Every entry needs to be duplicated exactly.

Natural language region descriptions
********

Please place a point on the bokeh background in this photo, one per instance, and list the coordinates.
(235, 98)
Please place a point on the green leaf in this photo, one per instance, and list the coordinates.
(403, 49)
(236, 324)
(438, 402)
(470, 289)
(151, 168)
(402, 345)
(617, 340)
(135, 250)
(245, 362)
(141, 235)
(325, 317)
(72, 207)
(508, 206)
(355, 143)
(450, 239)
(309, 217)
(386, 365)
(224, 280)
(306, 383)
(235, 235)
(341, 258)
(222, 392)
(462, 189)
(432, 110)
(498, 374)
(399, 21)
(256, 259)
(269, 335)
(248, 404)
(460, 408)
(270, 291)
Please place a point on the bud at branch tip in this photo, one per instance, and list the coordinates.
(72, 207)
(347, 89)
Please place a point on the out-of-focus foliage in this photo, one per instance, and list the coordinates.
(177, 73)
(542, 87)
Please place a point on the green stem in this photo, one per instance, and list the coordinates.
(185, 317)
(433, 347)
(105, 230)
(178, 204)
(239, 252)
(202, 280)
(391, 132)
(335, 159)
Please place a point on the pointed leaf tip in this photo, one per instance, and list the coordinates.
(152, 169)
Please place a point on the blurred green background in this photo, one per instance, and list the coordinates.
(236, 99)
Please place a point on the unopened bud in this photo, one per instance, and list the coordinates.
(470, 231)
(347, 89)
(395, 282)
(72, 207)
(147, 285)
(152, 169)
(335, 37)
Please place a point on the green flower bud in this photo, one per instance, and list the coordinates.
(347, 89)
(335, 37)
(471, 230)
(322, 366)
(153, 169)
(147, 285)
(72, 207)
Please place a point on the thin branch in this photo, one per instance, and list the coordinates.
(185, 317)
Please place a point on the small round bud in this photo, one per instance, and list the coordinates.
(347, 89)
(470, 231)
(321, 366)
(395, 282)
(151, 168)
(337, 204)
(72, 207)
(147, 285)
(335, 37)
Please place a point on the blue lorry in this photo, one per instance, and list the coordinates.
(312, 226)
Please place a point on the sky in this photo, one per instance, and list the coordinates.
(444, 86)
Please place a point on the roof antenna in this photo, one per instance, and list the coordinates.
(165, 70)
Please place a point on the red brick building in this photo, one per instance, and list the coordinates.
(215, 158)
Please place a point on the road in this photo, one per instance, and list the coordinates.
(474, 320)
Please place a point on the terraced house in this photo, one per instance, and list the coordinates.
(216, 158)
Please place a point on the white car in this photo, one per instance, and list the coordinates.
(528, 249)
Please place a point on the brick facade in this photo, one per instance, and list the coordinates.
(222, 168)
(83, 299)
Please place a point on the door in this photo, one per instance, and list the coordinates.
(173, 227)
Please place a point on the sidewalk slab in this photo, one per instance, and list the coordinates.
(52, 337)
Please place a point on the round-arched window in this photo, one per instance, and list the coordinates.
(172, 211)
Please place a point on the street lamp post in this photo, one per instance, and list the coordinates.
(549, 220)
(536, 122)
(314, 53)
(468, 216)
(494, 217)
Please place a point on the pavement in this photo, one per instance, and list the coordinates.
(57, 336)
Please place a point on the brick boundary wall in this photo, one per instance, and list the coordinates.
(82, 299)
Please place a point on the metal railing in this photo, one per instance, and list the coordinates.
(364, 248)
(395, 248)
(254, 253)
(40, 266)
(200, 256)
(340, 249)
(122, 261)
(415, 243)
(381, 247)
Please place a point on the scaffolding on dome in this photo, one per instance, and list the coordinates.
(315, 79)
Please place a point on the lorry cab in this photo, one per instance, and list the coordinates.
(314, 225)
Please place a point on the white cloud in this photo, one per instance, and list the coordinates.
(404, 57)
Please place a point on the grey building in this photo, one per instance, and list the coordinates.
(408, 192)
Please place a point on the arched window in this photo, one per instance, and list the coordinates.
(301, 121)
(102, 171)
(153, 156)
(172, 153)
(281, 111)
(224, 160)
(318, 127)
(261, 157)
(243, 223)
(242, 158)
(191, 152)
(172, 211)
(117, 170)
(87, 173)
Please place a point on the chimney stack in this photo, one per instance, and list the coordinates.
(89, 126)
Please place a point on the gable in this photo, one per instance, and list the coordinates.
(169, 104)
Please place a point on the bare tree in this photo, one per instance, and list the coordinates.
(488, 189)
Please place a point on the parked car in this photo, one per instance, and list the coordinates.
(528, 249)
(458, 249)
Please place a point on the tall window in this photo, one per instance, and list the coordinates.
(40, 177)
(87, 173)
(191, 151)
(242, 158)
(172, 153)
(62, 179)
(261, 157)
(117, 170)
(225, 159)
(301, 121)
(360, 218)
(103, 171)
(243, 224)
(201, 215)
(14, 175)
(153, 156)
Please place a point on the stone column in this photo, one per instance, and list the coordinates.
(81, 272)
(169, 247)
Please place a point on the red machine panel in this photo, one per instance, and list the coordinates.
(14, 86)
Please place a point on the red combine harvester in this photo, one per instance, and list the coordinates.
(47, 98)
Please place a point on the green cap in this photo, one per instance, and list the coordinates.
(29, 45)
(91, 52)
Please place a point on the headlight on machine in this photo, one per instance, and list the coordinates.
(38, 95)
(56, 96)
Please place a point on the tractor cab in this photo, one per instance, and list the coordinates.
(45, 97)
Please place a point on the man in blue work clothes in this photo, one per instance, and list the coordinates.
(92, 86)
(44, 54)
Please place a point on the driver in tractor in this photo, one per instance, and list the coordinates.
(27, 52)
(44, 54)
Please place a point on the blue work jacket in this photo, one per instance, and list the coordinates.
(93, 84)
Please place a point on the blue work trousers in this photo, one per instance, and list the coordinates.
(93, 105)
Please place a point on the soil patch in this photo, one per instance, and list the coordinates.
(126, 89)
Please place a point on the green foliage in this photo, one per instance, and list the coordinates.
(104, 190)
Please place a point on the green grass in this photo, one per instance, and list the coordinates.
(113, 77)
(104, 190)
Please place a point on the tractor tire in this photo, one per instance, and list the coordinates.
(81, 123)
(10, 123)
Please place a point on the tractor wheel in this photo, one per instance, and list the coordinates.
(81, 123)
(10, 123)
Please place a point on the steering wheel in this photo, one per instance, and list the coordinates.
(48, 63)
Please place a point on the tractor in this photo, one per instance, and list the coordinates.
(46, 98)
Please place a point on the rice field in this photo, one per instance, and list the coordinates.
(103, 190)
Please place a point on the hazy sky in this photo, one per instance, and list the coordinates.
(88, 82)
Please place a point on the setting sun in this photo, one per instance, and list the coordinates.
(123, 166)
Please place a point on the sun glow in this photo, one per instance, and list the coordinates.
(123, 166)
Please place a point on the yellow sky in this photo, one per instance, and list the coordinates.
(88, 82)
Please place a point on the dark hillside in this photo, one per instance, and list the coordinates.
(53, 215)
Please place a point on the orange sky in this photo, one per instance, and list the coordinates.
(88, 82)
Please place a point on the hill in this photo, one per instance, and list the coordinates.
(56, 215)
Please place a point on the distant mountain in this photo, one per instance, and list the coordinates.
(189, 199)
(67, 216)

********

§ **FINISHED TASK**
Please place a point on the bokeh background in this photo, one per instance, and list the coordinates.
(235, 98)
Please place a point on the green leaf in this photo, one per instance, and list the coordinates.
(403, 49)
(236, 324)
(438, 402)
(470, 289)
(151, 168)
(402, 345)
(617, 340)
(135, 250)
(245, 362)
(141, 235)
(325, 317)
(72, 207)
(508, 206)
(355, 143)
(450, 239)
(309, 217)
(386, 365)
(224, 280)
(306, 383)
(235, 235)
(341, 258)
(222, 392)
(462, 189)
(432, 110)
(498, 374)
(399, 21)
(256, 259)
(269, 335)
(248, 404)
(460, 408)
(270, 291)
Please place a point on the bud at branch tip in this photo, one per instance, and list the coordinates.
(72, 207)
(347, 89)
Please place a point on the out-of-focus foliage in this photo, one per instance, and list the coordinates.
(177, 73)
(542, 87)
Please place a point on the green stem in this photo, one per instance, and list the coordinates.
(185, 317)
(433, 347)
(105, 230)
(178, 204)
(239, 252)
(202, 280)
(391, 132)
(335, 159)
Please place a point on the pointed leaf tip in this photo, one per instance, and list the coordinates.
(152, 169)
Please place a point on the blurred green background in this photo, one per instance, and list the coordinates.
(236, 99)
Please place a point on the unopened bud in this photo, one per instance, and list the coordinates.
(470, 231)
(347, 89)
(395, 282)
(72, 207)
(147, 285)
(152, 169)
(335, 37)
Please place a point on the green flower bud in this photo, one per instance, and list the coordinates.
(347, 89)
(335, 37)
(471, 230)
(322, 366)
(153, 169)
(147, 285)
(72, 207)
Please place a point on the thin branch in this photo, one per instance, and list the coordinates.
(185, 317)
Please place a point on the small round bud in this photo, one per instance, and list the coordinates.
(347, 89)
(470, 231)
(321, 366)
(395, 282)
(151, 168)
(337, 204)
(72, 207)
(147, 285)
(335, 37)
Please place a point on the blue lorry in this photo, one per instance, and list the coordinates.
(312, 226)
Please place a point on the sky in this photo, one per instance, and list the coordinates.
(444, 86)
Please place a point on the roof antenna in this photo, one per instance, and list the coordinates.
(165, 70)
Please place a point on the red brick building in this photo, one per instance, and list the coordinates.
(215, 158)
Please place a point on the road in this photo, one per instance, and list the coordinates.
(474, 320)
Please place a point on the terraced house in this photo, one per instance, and list the coordinates.
(216, 158)
Please place a point on the white car in this photo, one per instance, and list the coordinates.
(528, 249)
Please place a point on the brick facade in this photo, one per instance, and list the coordinates.
(222, 168)
(83, 299)
Please place a point on the door in this photo, one per instance, and list the coordinates.
(173, 227)
Please place a point on the sidewalk slab in this photo, one per instance, and list the coordinates.
(52, 337)
Please place a point on the round-arched window in this photo, one per instance, and list the coordinates.
(172, 211)
Please place a point on the street lamp post in this photo, one per instance, and list the coordinates.
(549, 220)
(536, 122)
(314, 53)
(468, 216)
(494, 217)
Please place a point on the pavement in this photo, one per instance, and list the coordinates.
(57, 336)
Please place a point on the brick boundary wall in this photo, one per instance, and list the coordinates.
(82, 299)
Please place a point on the metal railing in this photo, one per instance, and list the coordinates.
(364, 248)
(395, 248)
(254, 253)
(40, 266)
(200, 256)
(340, 249)
(122, 261)
(415, 243)
(381, 247)
Please place a point on the scaffolding on dome in this photo, one per instance, and list the coordinates.
(315, 79)
Please place a point on the lorry cab in this photo, one per instance, and list the coordinates.
(314, 225)
Please place a point on the white cloud in this photo, one per instance, and list the coordinates.
(404, 57)
Please place a point on the grey building in this photo, one per instance, and list the coordinates.
(408, 192)
Please place a point on the arched window in this photo, one per instance, and list the coordinates.
(301, 121)
(102, 171)
(153, 156)
(172, 153)
(281, 111)
(224, 160)
(318, 127)
(261, 157)
(243, 223)
(242, 158)
(191, 152)
(172, 211)
(117, 170)
(87, 173)
Please place a point on the chimney stack in this photo, one per instance, and list the coordinates.
(89, 126)
Please place a point on the gable in this photo, one per instance, and list the coordinates.
(169, 104)
Please place a point on the bare tree in this photo, one per instance, and list the coordinates.
(488, 189)
Please place a point on the parked car in this photo, one per instance, and list the coordinates.
(528, 249)
(458, 249)
Please place a point on the tall window in this photo, one per instance, and list the coordinates.
(40, 177)
(87, 173)
(191, 151)
(242, 158)
(172, 153)
(62, 179)
(261, 157)
(117, 170)
(225, 159)
(301, 121)
(360, 218)
(103, 171)
(243, 224)
(201, 215)
(14, 175)
(153, 156)
Please place a point on the stone column in this photo, one per instance, and list the coordinates.
(81, 272)
(169, 247)
Please place a point on the red machine panel in this photo, one per instance, and list the coordinates.
(14, 86)
Please place a point on the red combine harvester in this photo, one per instance, and list the coordinates.
(47, 98)
Please place a point on the green cap in this photo, one per instance, and list the coordinates.
(29, 45)
(91, 52)
Please place a point on the headlight on machine in this photo, one per instance, and list the coordinates.
(38, 95)
(56, 96)
Please place a point on the tractor cab in this photo, one per instance, and list the coordinates.
(45, 97)
Please place a point on the man in blue work clothes in this photo, one per instance, and list the coordinates.
(92, 86)
(44, 54)
Please place a point on the driver in tractor in this photo, one per instance, and list the coordinates.
(27, 52)
(44, 54)
Please place a point on the blue work jacket in this photo, one per instance, and list the coordinates.
(93, 84)
Please place a point on the blue work trousers in this photo, one per instance, and list the coordinates.
(93, 105)
Please place a point on the soil patch in this photo, one per instance, and list the coordinates.
(126, 89)
Please place a point on the green foliage in this photo, one per instance, and list the coordinates.
(104, 190)
Please place a point on the green grass in this photo, one per instance, and list the coordinates.
(113, 77)
(104, 190)
Please place a point on the tractor tire in this photo, one per instance, and list the coordinates.
(81, 123)
(10, 123)
Please place a point on the tractor wheel in this photo, one per instance, and list the coordinates.
(81, 123)
(10, 123)
Please place a point on the steering wheel in this photo, one per instance, and list the coordinates.
(48, 63)
Please place a point on the tractor in this photo, one per instance, and list the coordinates.
(46, 98)
Please place a point on the rice field in this photo, one per instance, and list the coordinates.
(103, 190)
Please place a point on the hazy sky in this photo, one per instance, and list the coordinates.
(88, 82)
Please place a point on the setting sun in this photo, one per instance, and list the coordinates.
(123, 166)
Please place a point on the sun glow in this photo, one per instance, and list the coordinates.
(123, 166)
Please place a point on the yellow sky in this photo, one per instance, and list the coordinates.
(88, 82)
Please place a point on the dark hillside in this photo, one per instance, and list the coordinates.
(53, 215)
Please place a point on the orange sky in this photo, one per instance, and list the coordinates.
(88, 82)
Please place a point on the hill in this photo, one per instance, and list the coordinates.
(56, 215)
Please place a point on the distant mountain in this photo, one per instance, and list the coordinates.
(189, 199)
(67, 216)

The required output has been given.